▶ _OBJECTIVE_:
Could you update the entries from the line with "of the hearth" through the end of the entries, replacing "hearth tile" with "floor tile" and keeping everything else the same?

[Stored items]
┌────────

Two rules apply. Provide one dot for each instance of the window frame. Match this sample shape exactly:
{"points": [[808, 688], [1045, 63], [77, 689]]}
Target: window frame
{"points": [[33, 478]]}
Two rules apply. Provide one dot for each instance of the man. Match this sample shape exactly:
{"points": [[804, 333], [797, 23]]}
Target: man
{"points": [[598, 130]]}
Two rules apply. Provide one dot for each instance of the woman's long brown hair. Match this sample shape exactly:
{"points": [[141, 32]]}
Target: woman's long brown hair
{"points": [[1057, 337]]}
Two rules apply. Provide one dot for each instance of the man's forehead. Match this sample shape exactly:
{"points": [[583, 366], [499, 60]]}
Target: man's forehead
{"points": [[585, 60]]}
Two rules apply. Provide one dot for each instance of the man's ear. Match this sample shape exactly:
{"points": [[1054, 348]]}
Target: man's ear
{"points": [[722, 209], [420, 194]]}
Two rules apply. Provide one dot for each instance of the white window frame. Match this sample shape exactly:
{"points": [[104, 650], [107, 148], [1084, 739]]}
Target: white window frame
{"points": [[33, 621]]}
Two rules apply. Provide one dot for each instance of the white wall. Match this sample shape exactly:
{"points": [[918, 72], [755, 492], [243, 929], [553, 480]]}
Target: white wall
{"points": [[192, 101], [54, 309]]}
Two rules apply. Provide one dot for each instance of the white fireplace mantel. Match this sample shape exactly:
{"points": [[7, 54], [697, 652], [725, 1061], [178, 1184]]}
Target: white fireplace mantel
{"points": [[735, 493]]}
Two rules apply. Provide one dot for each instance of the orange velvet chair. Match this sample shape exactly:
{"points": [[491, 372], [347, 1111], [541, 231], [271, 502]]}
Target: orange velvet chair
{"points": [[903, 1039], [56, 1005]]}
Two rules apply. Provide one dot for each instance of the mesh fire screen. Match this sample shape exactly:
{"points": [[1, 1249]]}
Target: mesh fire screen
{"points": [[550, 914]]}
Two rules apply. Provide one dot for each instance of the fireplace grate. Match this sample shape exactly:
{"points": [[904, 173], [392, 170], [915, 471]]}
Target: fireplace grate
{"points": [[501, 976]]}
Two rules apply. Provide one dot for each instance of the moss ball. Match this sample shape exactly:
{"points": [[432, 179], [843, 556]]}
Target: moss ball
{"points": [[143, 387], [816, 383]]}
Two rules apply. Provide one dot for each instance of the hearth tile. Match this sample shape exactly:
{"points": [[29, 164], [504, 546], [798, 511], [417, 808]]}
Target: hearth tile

└────────

▶ _COMPLETED EXERCISE_:
Two rules apply. Provide one dot for each instance of the floor tile. Match this sample shape exactly:
{"points": [[29, 164], [504, 546], [798, 511], [417, 808]]}
Target: floor tile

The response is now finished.